EXERCISE MATERIAL start
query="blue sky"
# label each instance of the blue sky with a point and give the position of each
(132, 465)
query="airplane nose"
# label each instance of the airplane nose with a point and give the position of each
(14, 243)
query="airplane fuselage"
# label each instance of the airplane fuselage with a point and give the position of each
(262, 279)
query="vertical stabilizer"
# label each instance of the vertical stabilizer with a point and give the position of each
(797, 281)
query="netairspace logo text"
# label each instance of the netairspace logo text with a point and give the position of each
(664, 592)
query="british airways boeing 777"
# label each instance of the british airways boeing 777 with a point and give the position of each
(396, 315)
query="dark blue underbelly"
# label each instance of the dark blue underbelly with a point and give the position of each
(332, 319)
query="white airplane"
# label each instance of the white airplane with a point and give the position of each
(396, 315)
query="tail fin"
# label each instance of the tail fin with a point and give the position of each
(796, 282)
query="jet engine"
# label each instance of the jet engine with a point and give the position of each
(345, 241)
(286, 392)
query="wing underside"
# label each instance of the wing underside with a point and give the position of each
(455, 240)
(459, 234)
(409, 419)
EXERCISE MATERIAL end
EXERCISE MATERIAL start
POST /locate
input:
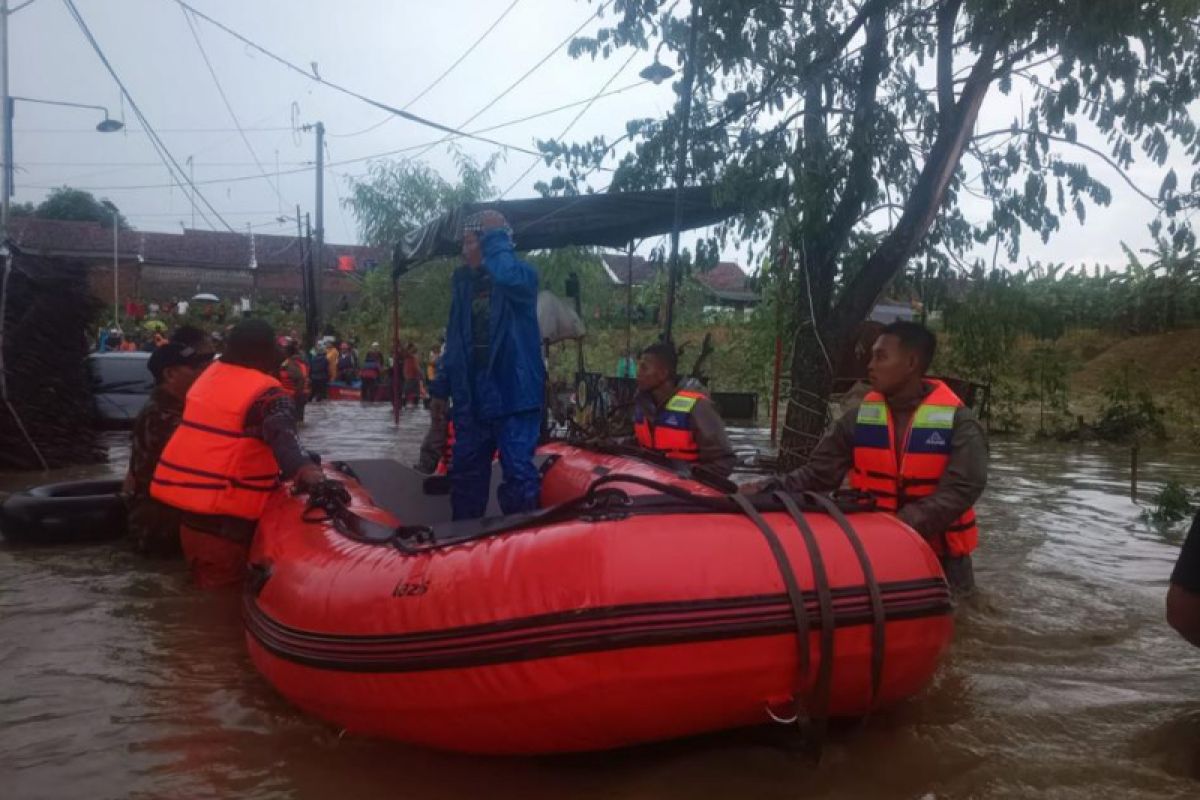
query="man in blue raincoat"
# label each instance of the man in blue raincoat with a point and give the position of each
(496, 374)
EXERCISE MATERIAL end
EXERCISE MATERIAL start
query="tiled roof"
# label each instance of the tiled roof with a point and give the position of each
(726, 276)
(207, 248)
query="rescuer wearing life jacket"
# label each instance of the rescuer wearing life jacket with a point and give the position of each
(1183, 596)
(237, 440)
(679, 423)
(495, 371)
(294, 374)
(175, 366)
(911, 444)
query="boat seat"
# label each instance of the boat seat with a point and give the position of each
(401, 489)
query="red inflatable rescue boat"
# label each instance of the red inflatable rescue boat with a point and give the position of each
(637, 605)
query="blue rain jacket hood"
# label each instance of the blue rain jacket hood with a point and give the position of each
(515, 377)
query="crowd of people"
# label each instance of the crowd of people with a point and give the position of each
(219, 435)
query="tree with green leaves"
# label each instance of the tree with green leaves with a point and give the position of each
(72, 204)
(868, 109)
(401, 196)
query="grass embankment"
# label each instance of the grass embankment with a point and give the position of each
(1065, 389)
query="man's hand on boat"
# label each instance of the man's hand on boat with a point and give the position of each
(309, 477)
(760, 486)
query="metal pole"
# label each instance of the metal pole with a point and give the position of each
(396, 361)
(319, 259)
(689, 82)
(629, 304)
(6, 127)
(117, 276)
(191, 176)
EXERCISE MATERIAL end
How many lines of the material above contain the word "people"? Reply with the number alone.

WRITTEN RESPONSE:
2